We are looking for a Master student interested in evolutionary ecology, quantitative genetics, macroevolution and biodiversity to join Tsuboi’s lab studying wing morphology of damselflies and dragonflies. You will be part of our team studying natural populations of damselflies around Lund leading by the PI, while collecting your own data for Master thesis!
Background: Why do organisms often remain similar over millions of years despite abundant genetic variation and ongoing natural selection? This long-standing evolutionary puzzle is known as the paradox of stasis. Damselflies are ideal for studying this problem because they have standing variation in wing morphology, occupy diverse habitats, and represent well-documented natural history that enables quantification of natural and sexual selection in natural populations. Our lab combines field ecology, AI-aided data acquisition from images, quantitative genetics and phylogenetic comparative method to understand why evolutionary change is often bounded within limited ranges.
Recent work from our group suggests that natural and sexual selection fluctuate in ways that are ecologically predictable, producing similar adaptive outcomes across two divergent species (Gupta et al. 2025, Journal of Evolutionary Biology 38:728-742, https://doi.org/10.1093/jeb/voaf040). This may explain why wing morphology evolves along narrow axes despite available genetic variation.
Objective: To test that the pattern of selection is determined by the same mating-system parameters in three species of pond damselflies: Enallagma cyathigerum, Ischnura elegans, and Coenagrion pulchellum.
Your role: You will measure selection and mating-system structure in wild damselfly populations around Lund by:
– conducting standardized field surveys (community composition, sex ratio, morph frequencies)
– performing fecundity assays as a fitness measure in the laboratory
– acquiring wing images with an AI-assisted pipeline
– quantify phenotypic selection using quantitative-genetic framework
What you will learn:
– field sampling and ecological census methods
– imaging and high-throughput phenotyping tools
– evolutionary quantitative genetics (selection gradients, multivariate models)
– scientific data management and statistical analysis in R
Required knowledge: Basic skills in field work and interest in natural history. The candidate will receive an extensive training on the system. A successful candidate will have an interest in phenotypic evolution. The project is intended for 60 credits master’s thesis.
Starting date: flexible, but the prospective student needs to participate field work in June and July/2026
This project contributes directly to understanding the predictability of evolution and has implications for predicting evolution and biodiversity conservation under global change.

■ Items stored from a collection:
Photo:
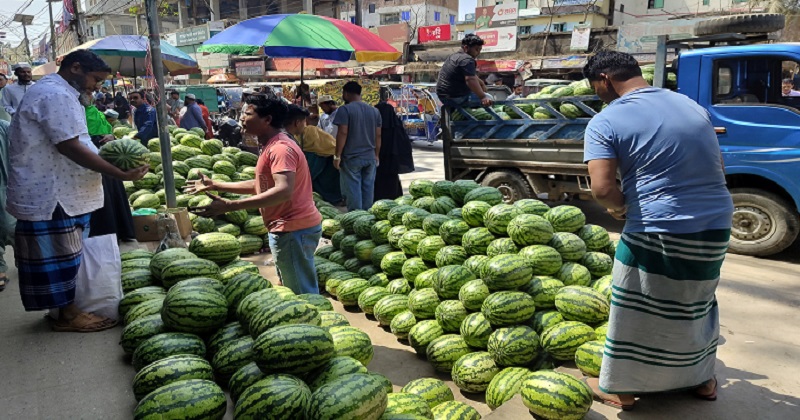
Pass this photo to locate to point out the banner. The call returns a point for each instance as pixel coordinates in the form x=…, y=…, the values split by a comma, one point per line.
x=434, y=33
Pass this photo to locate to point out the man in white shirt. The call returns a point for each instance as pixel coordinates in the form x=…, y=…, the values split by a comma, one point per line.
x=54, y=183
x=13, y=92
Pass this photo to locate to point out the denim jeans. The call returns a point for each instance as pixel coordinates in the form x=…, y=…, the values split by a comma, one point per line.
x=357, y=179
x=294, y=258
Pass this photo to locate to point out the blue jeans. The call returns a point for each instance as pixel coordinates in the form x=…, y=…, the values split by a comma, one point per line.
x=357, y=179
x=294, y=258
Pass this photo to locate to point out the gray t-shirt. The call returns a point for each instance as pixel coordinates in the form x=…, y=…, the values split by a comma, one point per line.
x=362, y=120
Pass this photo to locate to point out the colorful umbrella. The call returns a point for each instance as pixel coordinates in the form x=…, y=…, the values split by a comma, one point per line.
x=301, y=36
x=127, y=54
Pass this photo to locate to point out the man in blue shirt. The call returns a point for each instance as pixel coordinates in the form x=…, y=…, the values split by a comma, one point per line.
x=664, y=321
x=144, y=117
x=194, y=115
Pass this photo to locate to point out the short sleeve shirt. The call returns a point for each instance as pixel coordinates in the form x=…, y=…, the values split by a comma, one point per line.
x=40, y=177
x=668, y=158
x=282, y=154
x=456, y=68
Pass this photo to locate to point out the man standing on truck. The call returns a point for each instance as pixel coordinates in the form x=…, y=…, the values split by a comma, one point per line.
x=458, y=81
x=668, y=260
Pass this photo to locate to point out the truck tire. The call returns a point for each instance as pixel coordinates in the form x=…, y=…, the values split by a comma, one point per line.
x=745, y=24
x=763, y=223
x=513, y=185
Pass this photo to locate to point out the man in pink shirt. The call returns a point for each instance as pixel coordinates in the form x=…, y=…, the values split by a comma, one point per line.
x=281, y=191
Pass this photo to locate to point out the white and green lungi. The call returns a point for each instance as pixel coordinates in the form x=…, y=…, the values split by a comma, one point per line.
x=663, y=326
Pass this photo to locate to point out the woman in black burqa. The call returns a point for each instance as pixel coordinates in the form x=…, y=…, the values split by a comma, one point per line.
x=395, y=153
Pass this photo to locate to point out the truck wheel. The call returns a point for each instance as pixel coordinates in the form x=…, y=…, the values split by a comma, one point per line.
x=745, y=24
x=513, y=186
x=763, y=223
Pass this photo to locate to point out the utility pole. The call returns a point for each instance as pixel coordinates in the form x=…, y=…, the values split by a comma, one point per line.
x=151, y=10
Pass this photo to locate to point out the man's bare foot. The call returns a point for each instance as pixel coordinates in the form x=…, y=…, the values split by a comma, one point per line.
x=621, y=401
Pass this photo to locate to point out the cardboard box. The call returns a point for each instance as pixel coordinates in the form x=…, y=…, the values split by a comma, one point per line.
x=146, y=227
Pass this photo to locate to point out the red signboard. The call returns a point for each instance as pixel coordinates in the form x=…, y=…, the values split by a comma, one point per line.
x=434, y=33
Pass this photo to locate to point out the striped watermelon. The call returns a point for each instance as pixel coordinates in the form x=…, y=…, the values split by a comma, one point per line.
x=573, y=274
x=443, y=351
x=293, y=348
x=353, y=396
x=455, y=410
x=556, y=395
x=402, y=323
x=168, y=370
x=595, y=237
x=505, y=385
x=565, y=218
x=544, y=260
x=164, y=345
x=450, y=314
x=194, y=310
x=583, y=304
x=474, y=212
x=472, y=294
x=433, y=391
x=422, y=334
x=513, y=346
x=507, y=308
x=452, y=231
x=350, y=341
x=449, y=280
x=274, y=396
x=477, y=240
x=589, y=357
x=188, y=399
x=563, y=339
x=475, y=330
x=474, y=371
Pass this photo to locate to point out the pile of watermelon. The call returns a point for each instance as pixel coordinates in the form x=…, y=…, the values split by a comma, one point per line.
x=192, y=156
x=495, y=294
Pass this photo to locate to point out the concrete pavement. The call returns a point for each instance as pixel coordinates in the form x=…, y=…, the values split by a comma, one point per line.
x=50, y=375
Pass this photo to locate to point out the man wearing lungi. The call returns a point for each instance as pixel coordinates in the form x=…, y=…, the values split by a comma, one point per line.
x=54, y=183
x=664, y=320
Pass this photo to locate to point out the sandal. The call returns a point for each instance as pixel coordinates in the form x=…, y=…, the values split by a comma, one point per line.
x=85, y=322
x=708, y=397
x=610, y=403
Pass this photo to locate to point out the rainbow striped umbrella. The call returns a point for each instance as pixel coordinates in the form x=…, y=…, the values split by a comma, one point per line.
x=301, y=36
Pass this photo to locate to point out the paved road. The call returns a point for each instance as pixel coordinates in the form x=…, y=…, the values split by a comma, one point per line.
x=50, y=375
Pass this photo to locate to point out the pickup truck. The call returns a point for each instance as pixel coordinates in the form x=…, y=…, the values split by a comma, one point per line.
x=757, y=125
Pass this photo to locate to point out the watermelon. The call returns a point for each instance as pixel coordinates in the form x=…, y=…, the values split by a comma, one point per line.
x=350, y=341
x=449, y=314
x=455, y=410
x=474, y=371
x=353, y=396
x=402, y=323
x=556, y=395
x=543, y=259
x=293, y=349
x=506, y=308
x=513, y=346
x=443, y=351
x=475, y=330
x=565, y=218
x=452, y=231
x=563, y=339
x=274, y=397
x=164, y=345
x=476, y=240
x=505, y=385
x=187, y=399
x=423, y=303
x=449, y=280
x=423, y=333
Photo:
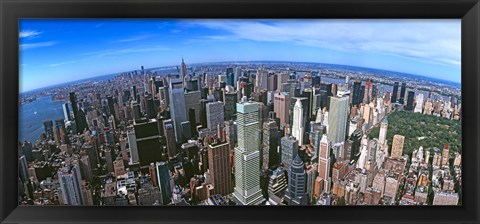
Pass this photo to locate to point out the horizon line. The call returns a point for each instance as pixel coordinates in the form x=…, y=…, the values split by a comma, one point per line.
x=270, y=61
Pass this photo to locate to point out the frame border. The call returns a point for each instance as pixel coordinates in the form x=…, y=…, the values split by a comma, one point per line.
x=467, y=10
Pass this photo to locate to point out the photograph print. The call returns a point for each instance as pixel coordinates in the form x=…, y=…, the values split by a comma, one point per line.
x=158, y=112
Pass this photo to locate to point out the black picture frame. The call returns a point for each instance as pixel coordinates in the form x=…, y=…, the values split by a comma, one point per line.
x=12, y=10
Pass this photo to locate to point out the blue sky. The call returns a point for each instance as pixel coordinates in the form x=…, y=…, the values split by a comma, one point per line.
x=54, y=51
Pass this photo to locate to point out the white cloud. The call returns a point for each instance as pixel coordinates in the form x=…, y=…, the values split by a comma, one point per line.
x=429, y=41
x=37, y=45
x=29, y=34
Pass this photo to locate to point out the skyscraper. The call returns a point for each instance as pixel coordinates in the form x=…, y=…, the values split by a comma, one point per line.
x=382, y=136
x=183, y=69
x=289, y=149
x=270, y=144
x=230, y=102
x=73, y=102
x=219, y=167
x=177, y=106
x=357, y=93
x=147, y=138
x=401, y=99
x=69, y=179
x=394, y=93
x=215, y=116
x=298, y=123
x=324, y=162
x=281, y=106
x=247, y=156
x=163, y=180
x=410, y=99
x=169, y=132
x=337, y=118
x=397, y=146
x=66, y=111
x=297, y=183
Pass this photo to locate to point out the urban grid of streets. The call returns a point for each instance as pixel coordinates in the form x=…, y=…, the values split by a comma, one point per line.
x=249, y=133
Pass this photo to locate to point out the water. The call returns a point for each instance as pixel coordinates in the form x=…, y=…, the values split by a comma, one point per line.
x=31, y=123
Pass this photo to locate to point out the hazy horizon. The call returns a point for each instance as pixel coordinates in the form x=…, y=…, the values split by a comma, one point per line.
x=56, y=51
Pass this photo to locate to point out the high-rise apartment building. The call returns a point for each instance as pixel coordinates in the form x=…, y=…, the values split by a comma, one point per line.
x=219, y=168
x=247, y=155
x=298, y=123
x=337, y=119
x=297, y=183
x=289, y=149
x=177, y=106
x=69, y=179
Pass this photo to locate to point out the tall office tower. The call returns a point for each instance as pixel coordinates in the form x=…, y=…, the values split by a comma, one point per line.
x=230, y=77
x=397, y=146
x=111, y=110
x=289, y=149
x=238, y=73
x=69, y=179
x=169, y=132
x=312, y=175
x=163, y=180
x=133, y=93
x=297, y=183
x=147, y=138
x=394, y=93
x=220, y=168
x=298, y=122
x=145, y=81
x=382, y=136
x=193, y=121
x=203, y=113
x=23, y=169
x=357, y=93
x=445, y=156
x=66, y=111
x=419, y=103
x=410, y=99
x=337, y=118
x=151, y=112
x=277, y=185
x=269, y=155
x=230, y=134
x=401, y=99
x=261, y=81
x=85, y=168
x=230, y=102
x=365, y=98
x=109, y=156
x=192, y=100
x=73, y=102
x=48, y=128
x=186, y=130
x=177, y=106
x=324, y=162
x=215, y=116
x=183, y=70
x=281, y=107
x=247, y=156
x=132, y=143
* * *
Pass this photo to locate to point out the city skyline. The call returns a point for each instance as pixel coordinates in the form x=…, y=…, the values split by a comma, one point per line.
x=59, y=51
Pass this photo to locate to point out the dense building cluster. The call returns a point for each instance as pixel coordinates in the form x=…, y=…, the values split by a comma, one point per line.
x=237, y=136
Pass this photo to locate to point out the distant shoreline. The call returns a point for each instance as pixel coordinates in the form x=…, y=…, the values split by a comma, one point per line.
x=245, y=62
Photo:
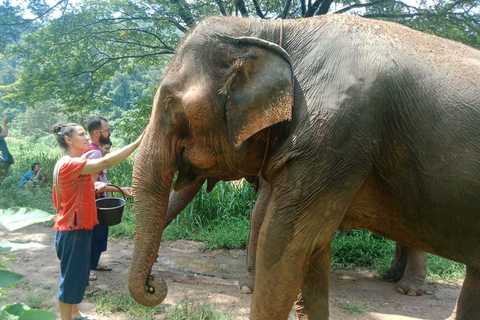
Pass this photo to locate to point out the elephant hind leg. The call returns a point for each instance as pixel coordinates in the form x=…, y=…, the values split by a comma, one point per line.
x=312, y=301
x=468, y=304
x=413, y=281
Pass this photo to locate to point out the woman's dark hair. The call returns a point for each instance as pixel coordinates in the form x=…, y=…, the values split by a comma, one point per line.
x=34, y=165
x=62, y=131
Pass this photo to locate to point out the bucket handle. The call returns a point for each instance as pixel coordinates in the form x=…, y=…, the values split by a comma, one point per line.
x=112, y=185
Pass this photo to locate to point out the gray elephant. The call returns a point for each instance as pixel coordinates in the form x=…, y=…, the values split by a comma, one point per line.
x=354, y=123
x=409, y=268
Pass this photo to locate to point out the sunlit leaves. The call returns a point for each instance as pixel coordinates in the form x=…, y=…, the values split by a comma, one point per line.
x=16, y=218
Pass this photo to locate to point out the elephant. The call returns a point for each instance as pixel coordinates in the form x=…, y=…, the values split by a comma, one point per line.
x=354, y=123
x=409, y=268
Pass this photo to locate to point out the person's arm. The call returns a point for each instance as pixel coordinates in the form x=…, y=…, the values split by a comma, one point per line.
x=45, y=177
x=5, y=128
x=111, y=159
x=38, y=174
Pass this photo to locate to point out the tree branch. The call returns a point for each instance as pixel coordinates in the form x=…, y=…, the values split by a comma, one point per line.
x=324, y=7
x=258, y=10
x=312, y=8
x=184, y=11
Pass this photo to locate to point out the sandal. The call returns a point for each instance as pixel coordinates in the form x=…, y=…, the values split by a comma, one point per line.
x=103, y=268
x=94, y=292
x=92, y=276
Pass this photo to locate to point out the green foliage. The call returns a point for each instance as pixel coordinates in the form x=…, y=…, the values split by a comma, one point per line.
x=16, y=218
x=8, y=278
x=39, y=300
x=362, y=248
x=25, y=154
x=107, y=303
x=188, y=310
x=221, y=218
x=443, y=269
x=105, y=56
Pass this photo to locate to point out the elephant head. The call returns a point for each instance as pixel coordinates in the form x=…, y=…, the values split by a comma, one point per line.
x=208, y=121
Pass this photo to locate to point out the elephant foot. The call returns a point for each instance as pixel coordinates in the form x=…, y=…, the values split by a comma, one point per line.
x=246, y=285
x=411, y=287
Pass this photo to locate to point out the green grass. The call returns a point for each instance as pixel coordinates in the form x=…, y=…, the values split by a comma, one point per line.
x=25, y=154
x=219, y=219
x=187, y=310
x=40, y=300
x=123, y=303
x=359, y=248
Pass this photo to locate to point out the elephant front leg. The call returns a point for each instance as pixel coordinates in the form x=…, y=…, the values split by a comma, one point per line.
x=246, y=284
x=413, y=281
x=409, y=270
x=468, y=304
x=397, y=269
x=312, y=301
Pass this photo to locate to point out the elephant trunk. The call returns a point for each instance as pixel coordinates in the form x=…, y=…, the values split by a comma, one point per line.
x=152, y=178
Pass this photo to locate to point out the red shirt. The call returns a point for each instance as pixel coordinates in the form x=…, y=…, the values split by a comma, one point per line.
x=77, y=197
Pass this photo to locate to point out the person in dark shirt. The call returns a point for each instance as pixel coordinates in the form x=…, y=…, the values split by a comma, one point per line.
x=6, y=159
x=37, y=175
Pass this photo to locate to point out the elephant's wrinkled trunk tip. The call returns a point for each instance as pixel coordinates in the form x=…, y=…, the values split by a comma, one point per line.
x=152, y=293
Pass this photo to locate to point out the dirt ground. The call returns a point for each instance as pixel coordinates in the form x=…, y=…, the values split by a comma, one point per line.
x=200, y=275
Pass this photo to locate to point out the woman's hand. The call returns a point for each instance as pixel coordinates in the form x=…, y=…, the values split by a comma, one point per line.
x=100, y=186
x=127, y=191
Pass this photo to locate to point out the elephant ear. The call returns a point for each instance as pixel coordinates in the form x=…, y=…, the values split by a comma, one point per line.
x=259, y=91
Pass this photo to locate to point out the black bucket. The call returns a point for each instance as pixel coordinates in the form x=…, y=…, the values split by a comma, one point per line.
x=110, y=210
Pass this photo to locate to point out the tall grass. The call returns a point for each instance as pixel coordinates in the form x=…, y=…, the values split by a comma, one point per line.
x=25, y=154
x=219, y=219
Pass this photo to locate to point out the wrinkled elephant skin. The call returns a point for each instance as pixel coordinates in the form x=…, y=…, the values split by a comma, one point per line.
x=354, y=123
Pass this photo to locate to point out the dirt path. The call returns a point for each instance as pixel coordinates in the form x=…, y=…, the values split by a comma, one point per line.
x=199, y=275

■ What to do:
a. Which damselfly species does the project description name? List every one.
b. Return the stretch of the project description from "Objective: To test" through "gradients, multivariate models)", copied word for word.
The data can be left aside; it plays no part in the work.

■ Solved problems:
a. Enallagma cyathigerum, Ischnura elegans, Coenagrion pulchellum

b.
Objective: To test that the pattern of selection is determined by the same mating-system parameters in three species of pond damselflies: Enallagma cyathigerum, Ischnura elegans, and Coenagrion pulchellum.
Your role: You will measure selection and mating-system structure in wild damselfly populations around Lund by:
– conducting standardized field surveys (community composition, sex ratio, morph frequencies)
– performing fecundity assays as a fitness measure in the laboratory
– acquiring wing images with an AI-assisted pipeline
– quantify phenotypic selection using quantitative-genetic framework
What you will learn:
– field sampling and ecological census methods
– imaging and high-throughput phenotyping tools
– evolutionary quantitative genetics (selection gradients, multivariate models)